→ TEXT PASSAGE
JUNE 2014 Five Brazilian Music Figures Missing from the World Cup Opening Ceremony

JUNE 2014 Five Brazilian Music Figures Missing from the World Cup Opening Ceremony

Source: www.wqxr.org. 5th June 2014.

By AMANDA ANGEL

On June 12, the 2014 World Cup will kick off with an opening ceremony featuring Jennifer López, rapper Pitbull and Brazilian performers Claudia Leitte and band Olodum. However, we’re a little disappointed that this spectacle – which will precede the first soccer match of the tournament between the host country and Croatia – is not expected to feature Brazil's classical music heritage. Here are five figures who would merit a place at the event:

1. Heitor Villa-Lobos

Much of Brazil’s musical reputation rests squarely on the shoulders of Heitor Villa-Lobos, its most famous composer. Born in Rio de Janeiro in 1887, he found inspiration in the native folk songs he collected as he travelled through his country. Though he spent several years in Paris, he returned to Brazil in 1930, and within two years, took over the musical education system in São Paulo and subsequently became both a national hero and international celebrity. His best-known works merge this multifaceted background, such as the Bachianas brasileiras, a cycle of nine works that equally references the two subjects in the title. As the New York Times’s Bernard Holland eulogized on the 100th anniversary of the composer’s birth, Villa-Lobos produced 'body of music in which European sophistication and native wit and energy compete for supremacy'. Coincidentally, the 55th anniversary of Villa-Lobos's death will be a theme of the upcoming Chelsea Music Festival.

2. Antônio Carlos Gomes

During the 19th century, few opera composers from the Western Hemisphere enjoyed the success in major European houses that Antônio Carlos Gomes did. Born in 1836 in Campinas, about 60 miles northwest of São Paolo and a quarter Native American, he received his earliest music education from his father, a bandleader. He received a scholarship to study in Italy, where he achieved great success with the opera Il Guarany, a tale of a star-crossed love affair between an indigenous man and the daughter of a Portuguese lord. Meanwhile, excerpts from Il Guarany have become an unofficial national anthem for the country, played daily on television and radio.

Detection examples
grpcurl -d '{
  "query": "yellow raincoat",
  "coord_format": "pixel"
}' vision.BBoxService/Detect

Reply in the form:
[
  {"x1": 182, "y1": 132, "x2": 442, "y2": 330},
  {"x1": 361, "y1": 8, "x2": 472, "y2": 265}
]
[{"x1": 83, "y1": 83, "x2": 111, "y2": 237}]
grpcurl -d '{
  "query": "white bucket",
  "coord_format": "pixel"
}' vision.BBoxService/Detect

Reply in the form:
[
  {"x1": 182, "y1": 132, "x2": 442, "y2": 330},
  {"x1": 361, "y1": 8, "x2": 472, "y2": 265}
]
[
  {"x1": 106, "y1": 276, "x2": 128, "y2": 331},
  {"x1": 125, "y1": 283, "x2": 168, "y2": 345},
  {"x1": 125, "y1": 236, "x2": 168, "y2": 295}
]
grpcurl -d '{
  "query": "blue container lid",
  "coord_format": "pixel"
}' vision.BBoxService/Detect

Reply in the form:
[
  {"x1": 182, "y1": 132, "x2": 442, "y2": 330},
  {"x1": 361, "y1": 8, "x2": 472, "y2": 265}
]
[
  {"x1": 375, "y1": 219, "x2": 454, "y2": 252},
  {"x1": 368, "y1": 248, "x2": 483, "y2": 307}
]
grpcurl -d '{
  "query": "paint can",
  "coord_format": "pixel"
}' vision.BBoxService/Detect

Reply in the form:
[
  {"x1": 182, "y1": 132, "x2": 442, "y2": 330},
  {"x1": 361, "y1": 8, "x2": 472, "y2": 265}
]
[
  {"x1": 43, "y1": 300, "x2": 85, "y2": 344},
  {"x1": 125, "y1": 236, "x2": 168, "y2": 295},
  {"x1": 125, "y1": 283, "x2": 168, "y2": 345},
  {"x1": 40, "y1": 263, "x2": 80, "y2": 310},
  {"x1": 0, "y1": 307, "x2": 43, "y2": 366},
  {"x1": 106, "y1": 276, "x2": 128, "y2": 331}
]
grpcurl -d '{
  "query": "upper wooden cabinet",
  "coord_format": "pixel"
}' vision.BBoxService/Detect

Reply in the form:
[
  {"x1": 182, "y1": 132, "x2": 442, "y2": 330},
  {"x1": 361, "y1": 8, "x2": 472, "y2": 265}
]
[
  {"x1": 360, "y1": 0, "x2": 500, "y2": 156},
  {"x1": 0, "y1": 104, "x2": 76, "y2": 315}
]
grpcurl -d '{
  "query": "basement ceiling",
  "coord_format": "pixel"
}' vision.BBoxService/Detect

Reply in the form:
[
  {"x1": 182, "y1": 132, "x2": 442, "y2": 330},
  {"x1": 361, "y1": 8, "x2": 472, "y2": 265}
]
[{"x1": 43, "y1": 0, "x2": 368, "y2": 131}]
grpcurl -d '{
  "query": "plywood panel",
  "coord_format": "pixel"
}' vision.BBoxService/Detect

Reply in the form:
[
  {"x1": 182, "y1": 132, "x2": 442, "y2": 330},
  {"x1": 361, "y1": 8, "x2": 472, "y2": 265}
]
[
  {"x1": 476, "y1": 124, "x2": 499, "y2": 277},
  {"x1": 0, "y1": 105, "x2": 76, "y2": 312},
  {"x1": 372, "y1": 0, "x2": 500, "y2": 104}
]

→ TO DO
1. In the article on Brazilian music figures, which opera brought Antônio Carlos Gomes great success in Italy?
2. Extend the article on Brazilian music figures missing from the World Cup opening ceremony, continuing after its last sentence.

→ IN RESPONSE
1. Il Guarany.

2.
3. Nelson Freire, pianist

The pianist Nelson Freire has been one of Brazil’s foremost musical ambassadors and promoters over the past several decades. Spotted as an exceptional talent at a young age - his official biography notes that he had a street named for him when he was 10 years old - Freire has been critically praised for his interpretations of the Romantic repertoire. However, he continues to promote Brazilian composers, including on his 2012 album Brasileiro. The album features a number of pieces by Villa-Lobos and many works that represent seminal moments in Freire’s career, such as Cláudio Santoro's Toccata, which he played to win the Rio de Janeiro International Piano Competition in 1957.

4. Paulo Szot, opera singer

Opera heartthrob Paulo Szot first won over New York audiences as the French-speaking expat Emile de Becque in Rodgers and Hammerstein’s South Pacific. Audience members enchanted by his voice may not have noticed that his exotic accent was Portuguese rather than Francophone. Since then, he’s become a periodic presence at the Metropolitan Opera, and made debuts at the Paris Opera, La Scala and in Rome. In addition to his classical engagements, he’s been performing Brazilian songs alongside Broadway standards at the cabaret venue 54 Below.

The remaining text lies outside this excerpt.